====== PROVIDED INFORMATION
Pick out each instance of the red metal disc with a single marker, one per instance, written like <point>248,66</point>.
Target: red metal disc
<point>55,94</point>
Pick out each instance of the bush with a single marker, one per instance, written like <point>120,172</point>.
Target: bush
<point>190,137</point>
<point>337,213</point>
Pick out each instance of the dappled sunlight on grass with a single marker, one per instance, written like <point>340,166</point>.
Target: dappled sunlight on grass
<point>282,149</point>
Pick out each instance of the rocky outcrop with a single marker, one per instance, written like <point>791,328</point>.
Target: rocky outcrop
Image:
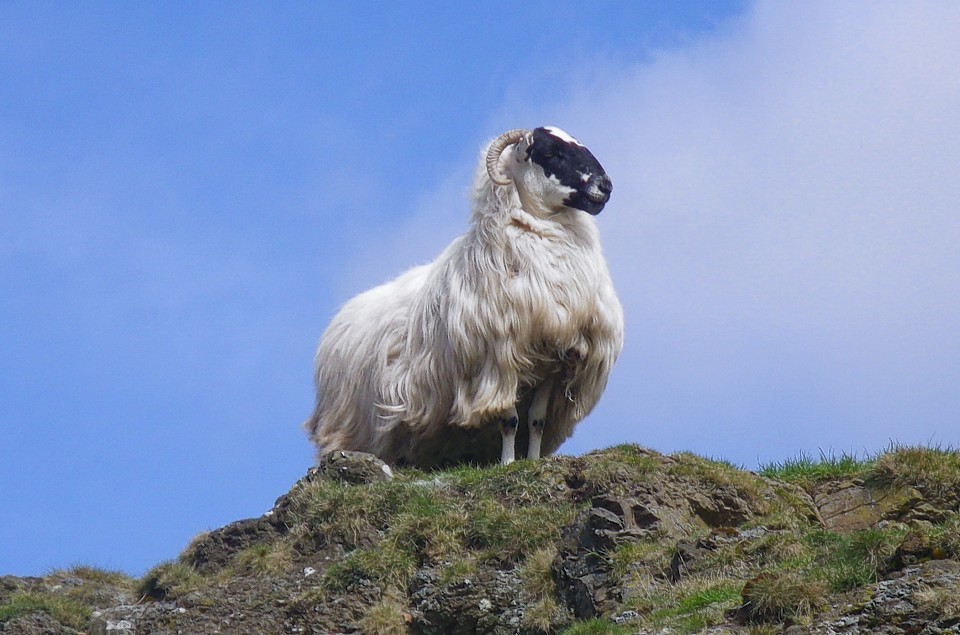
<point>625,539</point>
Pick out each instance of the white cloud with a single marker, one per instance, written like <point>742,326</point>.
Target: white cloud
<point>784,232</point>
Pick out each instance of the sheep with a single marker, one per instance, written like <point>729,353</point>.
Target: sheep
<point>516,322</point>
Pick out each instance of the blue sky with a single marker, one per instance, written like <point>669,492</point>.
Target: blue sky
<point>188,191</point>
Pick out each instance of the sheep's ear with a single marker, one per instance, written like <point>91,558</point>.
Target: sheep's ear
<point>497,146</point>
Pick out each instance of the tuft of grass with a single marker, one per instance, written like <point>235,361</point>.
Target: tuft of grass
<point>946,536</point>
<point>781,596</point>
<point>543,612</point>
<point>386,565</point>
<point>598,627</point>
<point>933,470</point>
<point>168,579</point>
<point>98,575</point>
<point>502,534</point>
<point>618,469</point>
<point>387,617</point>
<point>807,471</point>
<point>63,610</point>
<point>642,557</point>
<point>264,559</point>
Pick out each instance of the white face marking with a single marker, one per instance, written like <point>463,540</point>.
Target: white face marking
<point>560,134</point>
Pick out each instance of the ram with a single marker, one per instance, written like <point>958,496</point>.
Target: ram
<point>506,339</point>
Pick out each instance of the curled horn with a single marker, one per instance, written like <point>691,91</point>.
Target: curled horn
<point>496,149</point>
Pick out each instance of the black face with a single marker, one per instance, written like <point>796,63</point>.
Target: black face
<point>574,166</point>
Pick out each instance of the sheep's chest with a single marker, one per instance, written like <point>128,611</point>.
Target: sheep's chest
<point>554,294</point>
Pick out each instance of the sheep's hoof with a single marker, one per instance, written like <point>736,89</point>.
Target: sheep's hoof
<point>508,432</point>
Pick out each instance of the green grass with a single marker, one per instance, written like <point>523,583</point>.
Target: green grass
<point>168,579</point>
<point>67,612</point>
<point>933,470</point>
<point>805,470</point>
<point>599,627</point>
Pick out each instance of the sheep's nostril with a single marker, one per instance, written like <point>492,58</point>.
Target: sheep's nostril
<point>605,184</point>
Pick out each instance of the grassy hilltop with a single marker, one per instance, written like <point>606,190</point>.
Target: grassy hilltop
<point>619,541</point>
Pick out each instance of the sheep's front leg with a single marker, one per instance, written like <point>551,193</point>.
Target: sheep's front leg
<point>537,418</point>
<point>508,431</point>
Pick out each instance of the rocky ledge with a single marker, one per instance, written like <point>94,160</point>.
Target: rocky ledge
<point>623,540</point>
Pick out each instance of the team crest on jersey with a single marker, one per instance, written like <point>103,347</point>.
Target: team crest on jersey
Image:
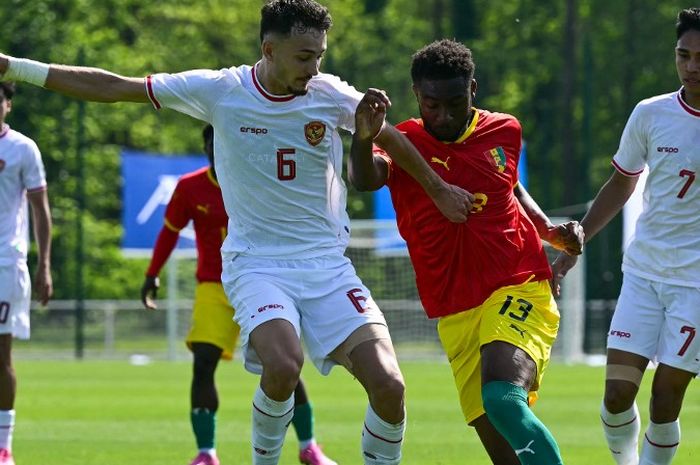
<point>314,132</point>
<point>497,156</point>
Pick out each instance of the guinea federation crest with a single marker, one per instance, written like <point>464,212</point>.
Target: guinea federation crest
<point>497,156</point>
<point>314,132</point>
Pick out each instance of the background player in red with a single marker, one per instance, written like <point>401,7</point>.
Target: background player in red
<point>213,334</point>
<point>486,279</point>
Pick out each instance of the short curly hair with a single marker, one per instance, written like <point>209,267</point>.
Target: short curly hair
============
====== PROVIDED INFORMATION
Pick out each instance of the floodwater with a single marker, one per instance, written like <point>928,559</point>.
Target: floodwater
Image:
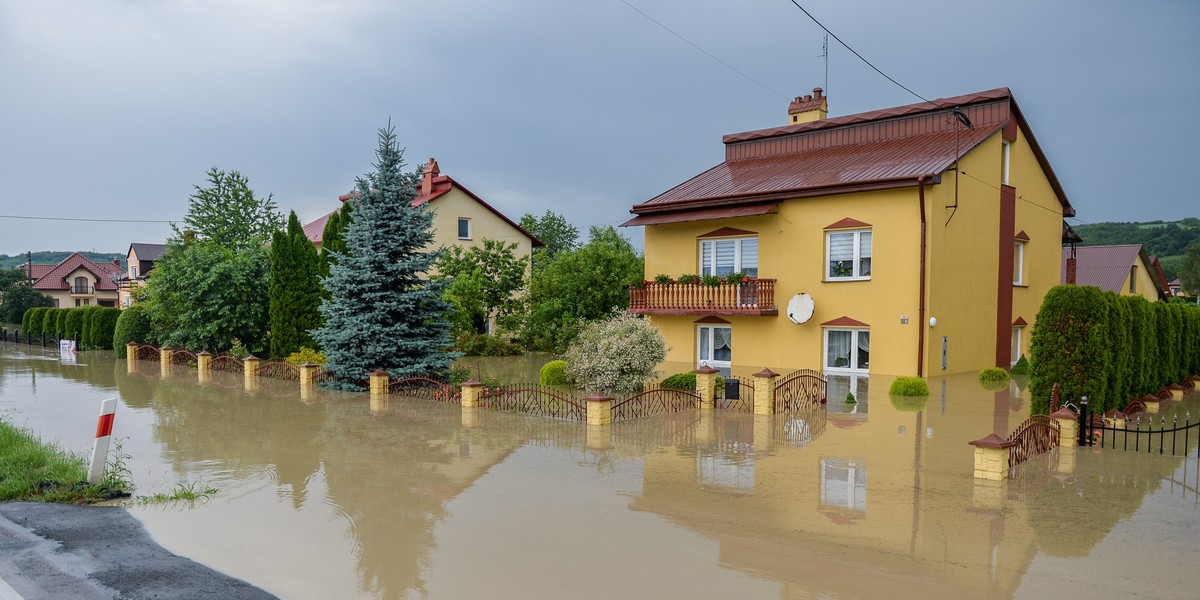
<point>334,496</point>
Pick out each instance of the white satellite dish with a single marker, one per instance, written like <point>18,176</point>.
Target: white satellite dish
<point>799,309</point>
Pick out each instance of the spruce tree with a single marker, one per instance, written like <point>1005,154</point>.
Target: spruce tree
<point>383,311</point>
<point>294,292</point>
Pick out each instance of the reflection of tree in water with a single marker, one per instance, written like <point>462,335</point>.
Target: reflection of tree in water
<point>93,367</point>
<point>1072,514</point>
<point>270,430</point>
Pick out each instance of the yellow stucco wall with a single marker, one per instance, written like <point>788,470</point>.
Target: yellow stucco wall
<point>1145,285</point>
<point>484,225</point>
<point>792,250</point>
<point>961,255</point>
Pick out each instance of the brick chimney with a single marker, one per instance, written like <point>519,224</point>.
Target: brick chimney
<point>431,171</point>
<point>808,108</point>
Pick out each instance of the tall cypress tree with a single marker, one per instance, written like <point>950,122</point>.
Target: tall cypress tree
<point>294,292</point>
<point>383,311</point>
============
- [WHAT IS NEEDED] Return word for word the lines above from the line with "Target: background player in red" to the line with "Target: short curly hair", including both and leaving out all others.

- [RESULT]
Target: background player in red
<point>213,334</point>
<point>486,279</point>
Pick out each instance of the short curly hair with a single marker, one per instance, written like <point>209,267</point>.
Target: short curly hair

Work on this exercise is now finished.